Exercise brief: Print every one of the rows below verbatim, leaving out the pictures.

(Lines of data)
..............................

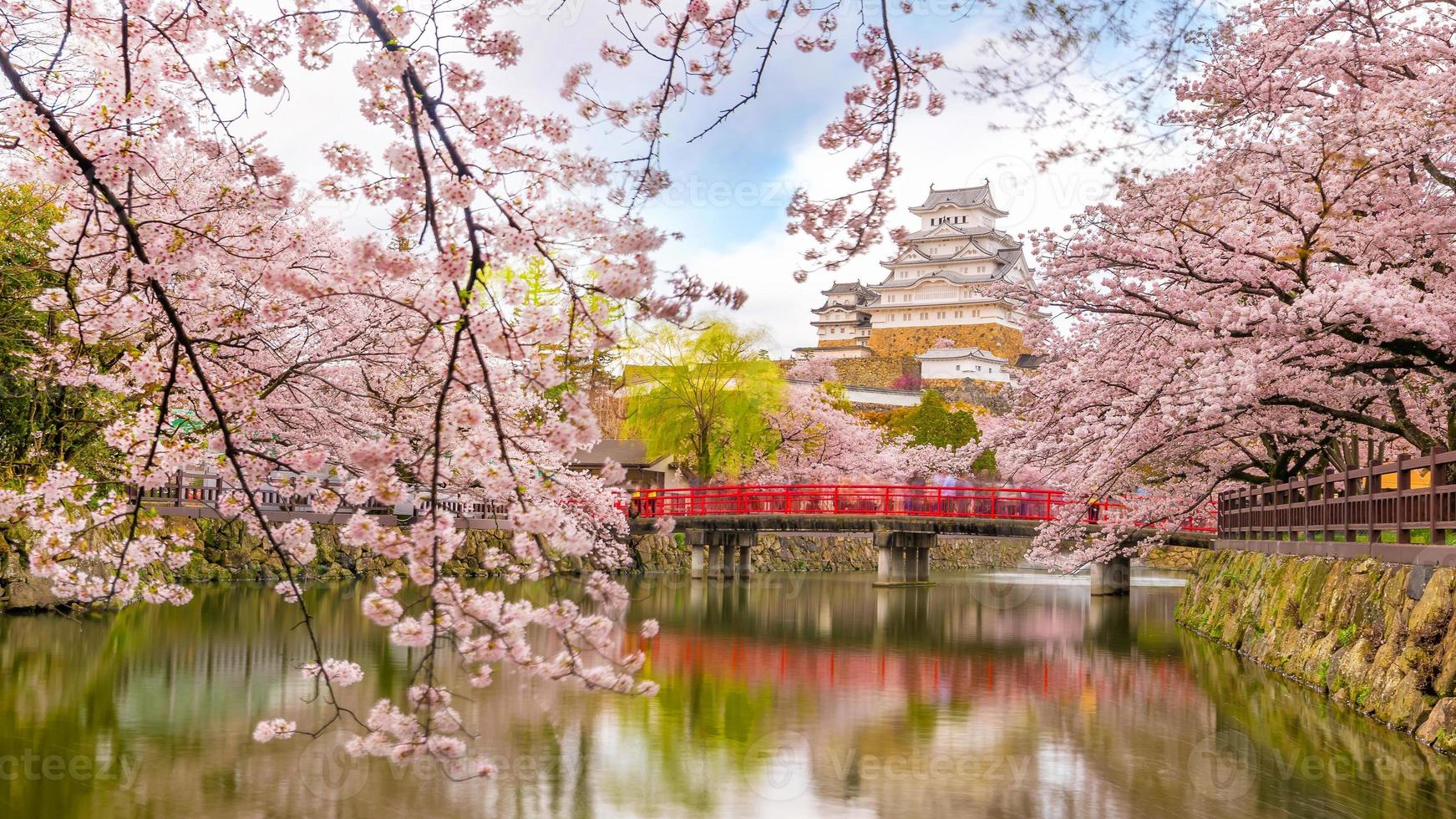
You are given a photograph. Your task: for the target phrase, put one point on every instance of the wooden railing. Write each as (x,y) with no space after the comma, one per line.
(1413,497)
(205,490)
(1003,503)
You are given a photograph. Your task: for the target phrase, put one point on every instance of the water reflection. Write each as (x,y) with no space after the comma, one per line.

..............................

Correct result:
You are given a photograph. Your task: for the target phrase, put one point on every instance of the wooden railing. Write each as (x,y) with no space after the comma, one per line.
(1413,497)
(205,490)
(1003,503)
You are given a photograph. Your task: for the target phrase, put one point on every instance of the water reflection. Write each as (x,y) with no space after the comma, one per line.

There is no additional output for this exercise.